=== SOURCE TEXT ===

New York City native and author Flora Collins has surely had a thrilling life of her own; she is, after all, the daughter of former art historian and noted journalist Amy Fine Collins, so undoubtedly Flora grew up attending some of the most interesting events and fantastic parties the jet set crowd can throw.
But it’s a different thrill she’s in search of through her novels — first in the her buzzy debut “Nanny Dearest,” a domestic noir about reconnecting with a childhood nanny, and now in her second book, “A Small Affair.” The sophomore effort follows Vera, a beautiful and ambitious young woman who gets more than she bargained for when she takes up with an older, wealthy gentleman who claims to be separated from his wife. Mere days after she ends things, the ex and his wife turn up dead — and somehow, that’s only the beginning of Vera’s troubles. As is the case with all the best novels, “A Small Affair” is about more than just Vera: It’s an examination of how our society treats women in scandals, a reflection of how trending on Twitter can do more than a day’s worth of harm.
Thankfully, no such danger was in sight at the book signing and luncheon hosted for Flora in Palm Beach by Cameron Silver and The Colony Hotel‘s Sarah Wetenhall earlier this January — only offers of personal styling sessions with Cameron and Amy, as well as skincare treatments from Dr. Barbara Sturm.
We asked Flora a few (spoiler free!) questions about “A Small Affair” to get her take on the pressure of writing a second novel and why unlikeable women like Vera are fun on the page — if perhaps less so in real life.
PALMER: Tell us about Vera: When did you first think of her, and how did you come up with her story?
Flora Collins: I was really interested in the idea of writing from the point of view of a “grown up mean girl.” How would she act at work? How would she treat her friends? I love to write “unlikable” women characters, but usually they’re “unlikable” in less explicit ways — they generally have a good moral compass, but are unreliable narrators, for example. Vera is ambitious and independent, but she can also be cruel. I wanted to explore that type of personality, since I try to stay as far away from “mean girls” in my own life!
How do you feel the events in “A Small Affair” reflect what’s happening in our society today?

=== INFORMATION GIVEN ===

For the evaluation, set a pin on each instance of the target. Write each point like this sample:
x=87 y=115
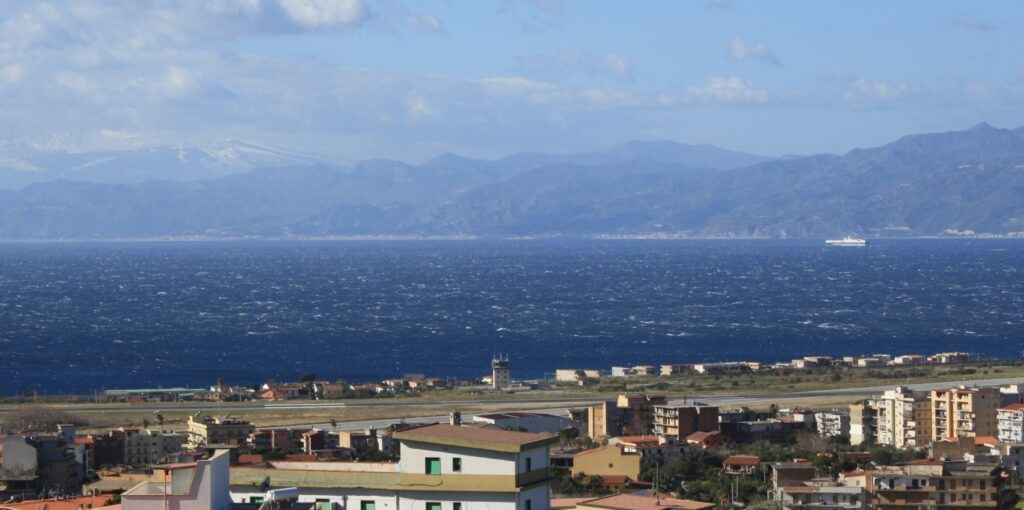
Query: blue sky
x=360 y=79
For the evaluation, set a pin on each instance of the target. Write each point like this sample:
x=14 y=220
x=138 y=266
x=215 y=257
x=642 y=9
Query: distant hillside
x=919 y=185
x=20 y=166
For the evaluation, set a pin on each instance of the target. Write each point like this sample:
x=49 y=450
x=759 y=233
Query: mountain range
x=923 y=184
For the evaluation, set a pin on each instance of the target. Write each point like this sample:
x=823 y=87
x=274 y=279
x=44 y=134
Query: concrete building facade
x=442 y=467
x=675 y=422
x=222 y=430
x=1010 y=421
x=964 y=411
x=904 y=418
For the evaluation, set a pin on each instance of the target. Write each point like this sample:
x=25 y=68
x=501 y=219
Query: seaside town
x=953 y=445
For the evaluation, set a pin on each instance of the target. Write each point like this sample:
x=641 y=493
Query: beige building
x=223 y=430
x=929 y=483
x=1011 y=423
x=638 y=413
x=675 y=422
x=442 y=467
x=501 y=373
x=863 y=423
x=964 y=411
x=576 y=375
x=146 y=447
x=904 y=418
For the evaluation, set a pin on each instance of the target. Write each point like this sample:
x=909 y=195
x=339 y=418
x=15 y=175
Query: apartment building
x=1010 y=421
x=824 y=496
x=833 y=423
x=607 y=461
x=964 y=411
x=144 y=447
x=577 y=375
x=638 y=413
x=903 y=418
x=198 y=485
x=675 y=422
x=220 y=430
x=442 y=467
x=863 y=424
x=931 y=483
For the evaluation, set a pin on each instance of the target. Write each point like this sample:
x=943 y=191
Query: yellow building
x=210 y=430
x=964 y=411
x=604 y=461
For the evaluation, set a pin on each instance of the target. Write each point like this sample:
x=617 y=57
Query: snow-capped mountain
x=22 y=165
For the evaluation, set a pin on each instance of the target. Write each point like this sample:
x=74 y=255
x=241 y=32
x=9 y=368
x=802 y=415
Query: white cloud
x=425 y=22
x=617 y=65
x=974 y=24
x=578 y=62
x=726 y=89
x=419 y=109
x=11 y=73
x=315 y=13
x=742 y=50
x=862 y=92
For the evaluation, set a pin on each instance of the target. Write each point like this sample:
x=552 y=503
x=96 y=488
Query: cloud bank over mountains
x=359 y=79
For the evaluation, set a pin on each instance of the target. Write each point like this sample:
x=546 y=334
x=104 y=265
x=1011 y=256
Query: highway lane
x=718 y=399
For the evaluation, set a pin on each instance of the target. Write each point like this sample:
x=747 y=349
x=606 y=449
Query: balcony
x=530 y=477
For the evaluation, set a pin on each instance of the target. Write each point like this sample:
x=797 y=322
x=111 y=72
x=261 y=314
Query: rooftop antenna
x=657 y=479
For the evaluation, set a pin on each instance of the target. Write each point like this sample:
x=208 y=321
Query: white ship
x=847 y=241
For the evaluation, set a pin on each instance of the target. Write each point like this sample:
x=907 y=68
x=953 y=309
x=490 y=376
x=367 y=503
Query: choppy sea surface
x=86 y=316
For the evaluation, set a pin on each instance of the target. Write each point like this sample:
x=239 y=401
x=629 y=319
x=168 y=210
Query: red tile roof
x=614 y=479
x=70 y=504
x=566 y=503
x=639 y=439
x=701 y=436
x=631 y=502
x=741 y=460
x=927 y=462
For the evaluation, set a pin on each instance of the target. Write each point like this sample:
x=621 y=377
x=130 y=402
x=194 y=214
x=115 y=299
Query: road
x=529 y=404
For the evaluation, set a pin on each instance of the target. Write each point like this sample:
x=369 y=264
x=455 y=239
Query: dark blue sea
x=87 y=316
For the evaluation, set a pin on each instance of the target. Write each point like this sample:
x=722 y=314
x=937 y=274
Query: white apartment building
x=1010 y=420
x=198 y=485
x=144 y=447
x=903 y=418
x=442 y=467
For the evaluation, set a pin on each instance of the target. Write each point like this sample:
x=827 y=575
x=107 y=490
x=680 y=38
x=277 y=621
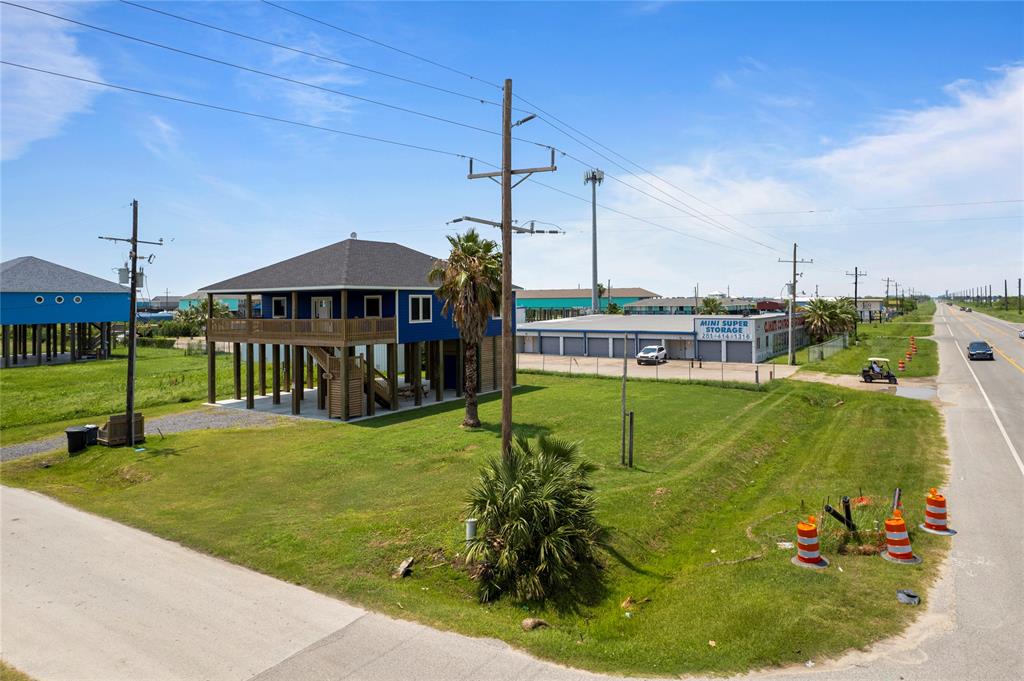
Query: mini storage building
x=712 y=338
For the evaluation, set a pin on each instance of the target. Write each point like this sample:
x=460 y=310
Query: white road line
x=1013 y=450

===

TASKS FOR THIS EXERCISE:
#1 According to the Flora Collins interview, why did she want to write a character like Vera? Answer in one to three sentences.
#2 In the Flora Collins interview, what is the title of her debut novel?
#3 Carry on the Flora Collins interview from the point where it stops.
The listing has nothing to do with the Flora Collins interview.

TASK RESULTS:
#1 She was interested in writing from the point of view of a "grown up mean girl" and wanted to explore how such a person would act at work and treat her friends. She also wanted to explore that type of personality because she tries to stay far away from "mean girls" in her own life.

#2 "Nanny Dearest."

#3
I think in our late-stage capitalist culture, many people are forced to hustle and scam in a way that hasn’t been as apparent, at least in my lifetime. And, partially because of a wealth gap, many of these scammers are celebrated. I like the idea of subverting the (somewhat toxic) notion of the #girlboss — what are these women in power actually doing to get ahead? How are they using capitalistic notions of work ethic to their advantage? “A Small Affair” definitely explores these questions.
Vera’s story is like so many other women who have been vilified in the press. What takeaway do you hope readers have about how we treat these women?
The more things change, the more they stay the same, unfortunately! Despite feminism becoming more mainstream, the media loves tearing down women, especially women who get caught in the crosshairs of men’s bad behavior. I’m not sure there is any one takeaway that I hope readers have after reading, except to maybe critically think about whom they’re disparaging on Twitter and in everyday conversations, especially with other women, and whether they would complain about a man in the same way.
This is your second book. After the success of “Nanny Dearest,” what kind of pressure did you have writing a sophomore novel?
So much pressure because I only had a year to write this book, due to my publishing contract. I wanted it to be juicier and a little more chaotic (more “me” in some ways!) than “Nanny Dearest” is. I hope I achieved that goal!
On a different note: Your outfit for the Palm Beach event was so fun! How would you describe your approach to dressing?
Thank you so much! I like to look sexy and comfortable; those are the most basic adjectives I can think of to describe my style. I’ve been strength training two to three times a week for the past five years, so anything that shows off how jacked I am is a plus!